#### Problem requirements
Please extract every line of the records below that contains the word "concrete", treating uppercase and lowercase letters as distinct.

#### Input data
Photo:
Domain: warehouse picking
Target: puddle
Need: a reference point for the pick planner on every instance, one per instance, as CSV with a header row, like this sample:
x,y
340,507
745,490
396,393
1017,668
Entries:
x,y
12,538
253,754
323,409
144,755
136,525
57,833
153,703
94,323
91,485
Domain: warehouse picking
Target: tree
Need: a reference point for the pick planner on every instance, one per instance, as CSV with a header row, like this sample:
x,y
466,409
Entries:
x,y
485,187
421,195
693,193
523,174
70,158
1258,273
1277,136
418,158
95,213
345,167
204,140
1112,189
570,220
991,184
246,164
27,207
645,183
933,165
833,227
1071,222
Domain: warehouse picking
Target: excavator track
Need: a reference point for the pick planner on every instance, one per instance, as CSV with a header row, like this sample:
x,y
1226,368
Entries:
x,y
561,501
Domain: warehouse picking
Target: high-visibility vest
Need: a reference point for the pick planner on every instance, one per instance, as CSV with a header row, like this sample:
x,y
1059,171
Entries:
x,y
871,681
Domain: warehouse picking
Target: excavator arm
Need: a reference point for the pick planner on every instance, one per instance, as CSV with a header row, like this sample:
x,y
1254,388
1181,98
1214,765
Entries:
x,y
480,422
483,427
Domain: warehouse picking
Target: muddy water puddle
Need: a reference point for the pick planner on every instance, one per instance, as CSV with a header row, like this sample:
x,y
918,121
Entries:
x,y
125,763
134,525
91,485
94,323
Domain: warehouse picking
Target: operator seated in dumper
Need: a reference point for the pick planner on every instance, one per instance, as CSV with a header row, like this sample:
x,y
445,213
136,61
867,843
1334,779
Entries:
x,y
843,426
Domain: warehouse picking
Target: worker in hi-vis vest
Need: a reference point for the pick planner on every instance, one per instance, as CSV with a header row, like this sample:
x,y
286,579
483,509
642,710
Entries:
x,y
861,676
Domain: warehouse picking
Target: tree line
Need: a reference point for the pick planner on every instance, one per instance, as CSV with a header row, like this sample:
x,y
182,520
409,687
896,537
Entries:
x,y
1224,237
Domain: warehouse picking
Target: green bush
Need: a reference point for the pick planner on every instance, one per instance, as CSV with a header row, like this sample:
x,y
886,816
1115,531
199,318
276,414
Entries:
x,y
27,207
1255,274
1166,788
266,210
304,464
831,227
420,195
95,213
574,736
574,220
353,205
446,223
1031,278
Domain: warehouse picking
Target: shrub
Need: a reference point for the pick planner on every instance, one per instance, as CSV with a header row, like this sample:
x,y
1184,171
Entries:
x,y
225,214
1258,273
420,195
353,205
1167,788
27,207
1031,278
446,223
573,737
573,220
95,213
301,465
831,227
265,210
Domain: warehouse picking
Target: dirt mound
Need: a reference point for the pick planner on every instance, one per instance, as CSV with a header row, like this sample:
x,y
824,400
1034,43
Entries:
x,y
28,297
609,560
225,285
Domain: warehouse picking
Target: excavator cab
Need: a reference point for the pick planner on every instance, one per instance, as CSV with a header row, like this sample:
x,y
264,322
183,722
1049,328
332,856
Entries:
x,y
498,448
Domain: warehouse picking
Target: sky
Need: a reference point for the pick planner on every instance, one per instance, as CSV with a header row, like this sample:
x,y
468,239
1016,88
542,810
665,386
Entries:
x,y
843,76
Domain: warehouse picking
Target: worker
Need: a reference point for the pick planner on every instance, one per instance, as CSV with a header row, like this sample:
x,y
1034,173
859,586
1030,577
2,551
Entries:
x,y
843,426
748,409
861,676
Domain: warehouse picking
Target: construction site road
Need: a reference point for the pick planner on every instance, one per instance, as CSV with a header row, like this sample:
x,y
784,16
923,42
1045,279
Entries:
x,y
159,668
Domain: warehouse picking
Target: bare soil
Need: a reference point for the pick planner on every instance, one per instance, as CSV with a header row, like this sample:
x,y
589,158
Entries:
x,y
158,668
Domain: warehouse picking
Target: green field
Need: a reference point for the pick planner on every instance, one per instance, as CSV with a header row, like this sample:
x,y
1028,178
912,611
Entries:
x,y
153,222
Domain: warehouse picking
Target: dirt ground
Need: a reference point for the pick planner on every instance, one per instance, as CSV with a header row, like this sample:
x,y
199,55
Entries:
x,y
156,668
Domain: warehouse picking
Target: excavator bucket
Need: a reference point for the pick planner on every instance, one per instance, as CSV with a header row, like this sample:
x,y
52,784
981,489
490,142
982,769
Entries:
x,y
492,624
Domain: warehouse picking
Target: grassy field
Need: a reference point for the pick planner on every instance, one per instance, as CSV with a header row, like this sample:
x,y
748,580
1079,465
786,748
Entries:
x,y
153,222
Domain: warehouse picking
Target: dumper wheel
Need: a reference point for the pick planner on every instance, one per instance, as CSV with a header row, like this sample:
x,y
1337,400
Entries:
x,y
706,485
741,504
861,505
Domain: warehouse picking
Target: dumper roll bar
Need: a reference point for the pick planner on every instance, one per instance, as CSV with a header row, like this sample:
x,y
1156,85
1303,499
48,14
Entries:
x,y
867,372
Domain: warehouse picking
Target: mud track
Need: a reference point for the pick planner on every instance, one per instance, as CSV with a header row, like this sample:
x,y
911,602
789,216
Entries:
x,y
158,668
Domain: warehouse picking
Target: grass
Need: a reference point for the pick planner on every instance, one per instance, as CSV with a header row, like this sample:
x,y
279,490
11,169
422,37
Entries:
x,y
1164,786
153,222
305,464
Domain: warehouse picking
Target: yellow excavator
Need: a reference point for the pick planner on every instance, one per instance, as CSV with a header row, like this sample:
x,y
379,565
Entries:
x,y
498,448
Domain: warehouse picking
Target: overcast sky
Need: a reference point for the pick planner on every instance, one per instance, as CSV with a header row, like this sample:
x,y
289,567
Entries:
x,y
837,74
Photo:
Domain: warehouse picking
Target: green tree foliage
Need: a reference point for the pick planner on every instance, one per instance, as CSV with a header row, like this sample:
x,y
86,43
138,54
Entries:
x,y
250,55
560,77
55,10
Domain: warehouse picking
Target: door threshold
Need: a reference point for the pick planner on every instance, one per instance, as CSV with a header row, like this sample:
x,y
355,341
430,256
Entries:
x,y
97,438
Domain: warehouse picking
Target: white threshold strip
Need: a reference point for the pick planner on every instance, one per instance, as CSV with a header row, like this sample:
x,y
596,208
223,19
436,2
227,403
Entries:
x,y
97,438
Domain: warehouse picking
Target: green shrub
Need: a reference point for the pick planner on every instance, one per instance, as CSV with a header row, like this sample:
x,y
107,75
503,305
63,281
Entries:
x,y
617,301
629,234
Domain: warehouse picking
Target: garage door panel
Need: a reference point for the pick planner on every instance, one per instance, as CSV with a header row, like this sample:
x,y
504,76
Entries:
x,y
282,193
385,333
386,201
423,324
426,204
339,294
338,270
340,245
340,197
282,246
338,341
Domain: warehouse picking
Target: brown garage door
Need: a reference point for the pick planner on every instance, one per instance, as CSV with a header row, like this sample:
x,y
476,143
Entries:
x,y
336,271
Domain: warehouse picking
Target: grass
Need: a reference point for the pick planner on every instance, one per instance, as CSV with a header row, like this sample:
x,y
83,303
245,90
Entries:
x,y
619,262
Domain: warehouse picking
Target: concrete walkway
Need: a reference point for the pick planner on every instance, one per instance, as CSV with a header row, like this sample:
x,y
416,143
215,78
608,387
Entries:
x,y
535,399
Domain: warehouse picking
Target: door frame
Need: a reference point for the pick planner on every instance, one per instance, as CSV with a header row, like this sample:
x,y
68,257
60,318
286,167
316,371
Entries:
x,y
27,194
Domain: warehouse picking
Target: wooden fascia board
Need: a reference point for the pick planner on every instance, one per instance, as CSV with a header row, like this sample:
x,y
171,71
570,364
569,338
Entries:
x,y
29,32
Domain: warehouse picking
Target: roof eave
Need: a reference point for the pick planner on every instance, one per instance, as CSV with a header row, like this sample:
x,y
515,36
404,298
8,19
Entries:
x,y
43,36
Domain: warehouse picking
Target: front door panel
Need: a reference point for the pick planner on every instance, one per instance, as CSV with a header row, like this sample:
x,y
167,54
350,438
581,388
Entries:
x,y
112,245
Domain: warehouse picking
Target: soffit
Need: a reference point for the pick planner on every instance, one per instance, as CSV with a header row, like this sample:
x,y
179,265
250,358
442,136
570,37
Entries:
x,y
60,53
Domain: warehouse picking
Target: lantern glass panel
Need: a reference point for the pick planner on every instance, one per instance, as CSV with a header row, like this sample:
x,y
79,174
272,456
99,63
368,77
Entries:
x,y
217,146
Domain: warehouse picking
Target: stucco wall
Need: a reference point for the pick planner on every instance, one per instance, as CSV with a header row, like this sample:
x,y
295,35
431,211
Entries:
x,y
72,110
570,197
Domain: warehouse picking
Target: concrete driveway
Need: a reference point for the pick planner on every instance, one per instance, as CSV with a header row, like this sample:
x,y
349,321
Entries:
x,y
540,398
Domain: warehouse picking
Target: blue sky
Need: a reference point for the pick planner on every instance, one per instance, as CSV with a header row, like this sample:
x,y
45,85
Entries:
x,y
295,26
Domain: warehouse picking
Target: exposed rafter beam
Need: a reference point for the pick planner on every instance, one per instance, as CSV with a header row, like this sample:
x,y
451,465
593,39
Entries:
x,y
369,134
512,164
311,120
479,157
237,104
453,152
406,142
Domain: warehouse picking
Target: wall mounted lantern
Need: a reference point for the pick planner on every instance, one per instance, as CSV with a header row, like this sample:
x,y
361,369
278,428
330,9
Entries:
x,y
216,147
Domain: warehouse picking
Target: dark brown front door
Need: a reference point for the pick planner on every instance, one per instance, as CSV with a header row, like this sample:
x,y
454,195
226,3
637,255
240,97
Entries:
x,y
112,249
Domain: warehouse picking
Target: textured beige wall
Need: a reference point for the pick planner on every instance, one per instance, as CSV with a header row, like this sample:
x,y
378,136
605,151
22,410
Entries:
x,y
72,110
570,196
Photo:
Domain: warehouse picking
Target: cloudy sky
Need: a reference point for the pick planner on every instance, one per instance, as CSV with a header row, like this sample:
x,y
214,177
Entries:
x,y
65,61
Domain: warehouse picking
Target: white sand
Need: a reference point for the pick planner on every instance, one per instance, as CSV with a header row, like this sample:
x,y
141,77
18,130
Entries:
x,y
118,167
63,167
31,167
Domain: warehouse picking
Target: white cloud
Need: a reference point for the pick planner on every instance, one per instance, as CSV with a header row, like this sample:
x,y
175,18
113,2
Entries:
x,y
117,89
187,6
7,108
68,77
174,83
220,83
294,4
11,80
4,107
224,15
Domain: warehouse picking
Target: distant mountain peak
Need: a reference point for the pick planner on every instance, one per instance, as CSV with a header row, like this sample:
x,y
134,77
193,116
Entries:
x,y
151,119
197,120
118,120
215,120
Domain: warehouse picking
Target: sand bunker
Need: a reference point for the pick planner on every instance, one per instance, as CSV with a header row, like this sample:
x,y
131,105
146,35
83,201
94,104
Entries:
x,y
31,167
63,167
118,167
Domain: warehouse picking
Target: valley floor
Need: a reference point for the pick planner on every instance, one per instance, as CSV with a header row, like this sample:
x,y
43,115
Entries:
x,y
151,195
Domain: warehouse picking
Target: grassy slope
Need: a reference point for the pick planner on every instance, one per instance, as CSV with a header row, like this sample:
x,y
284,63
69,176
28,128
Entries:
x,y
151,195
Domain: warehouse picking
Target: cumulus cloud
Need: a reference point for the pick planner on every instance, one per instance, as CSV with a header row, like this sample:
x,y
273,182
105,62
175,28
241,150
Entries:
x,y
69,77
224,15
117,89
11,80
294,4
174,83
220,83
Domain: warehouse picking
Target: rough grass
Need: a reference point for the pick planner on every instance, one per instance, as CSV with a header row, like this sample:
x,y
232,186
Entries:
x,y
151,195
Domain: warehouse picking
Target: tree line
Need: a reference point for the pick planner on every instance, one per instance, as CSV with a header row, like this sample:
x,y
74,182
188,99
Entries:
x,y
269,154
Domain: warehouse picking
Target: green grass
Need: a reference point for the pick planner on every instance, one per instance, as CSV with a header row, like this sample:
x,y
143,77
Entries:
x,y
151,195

#### In response
Target: concrete walkway
Target: concrete driveway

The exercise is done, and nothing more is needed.